# Start of DATASET EXCERPTS

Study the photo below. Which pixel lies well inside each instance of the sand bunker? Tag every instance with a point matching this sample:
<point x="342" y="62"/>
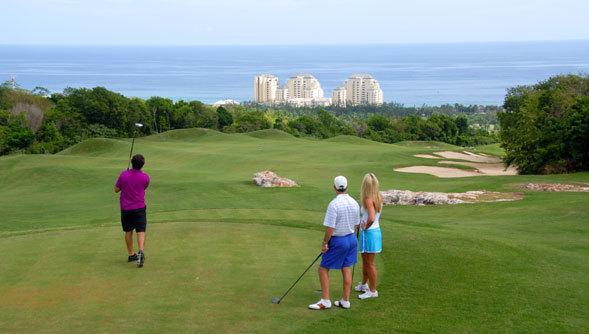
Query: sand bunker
<point x="482" y="164"/>
<point x="269" y="179"/>
<point x="426" y="156"/>
<point x="407" y="197"/>
<point x="486" y="168"/>
<point x="443" y="172"/>
<point x="468" y="156"/>
<point x="556" y="187"/>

# End of DATASET EXCERPTS

▸ WHAT THE TASK ASKS
Reproduce all the material above, putting "sand trap" in place of "sand bunker" wherever it occurs and changing nothing else. Leave out the pictures.

▸ TASK ANSWER
Study the photo below. Which pixel lies well inside each instance of the sand trap? Tag every instance with a point matching this sample:
<point x="342" y="62"/>
Query: sand trap
<point x="482" y="164"/>
<point x="269" y="179"/>
<point x="426" y="156"/>
<point x="407" y="197"/>
<point x="486" y="168"/>
<point x="443" y="172"/>
<point x="468" y="156"/>
<point x="556" y="187"/>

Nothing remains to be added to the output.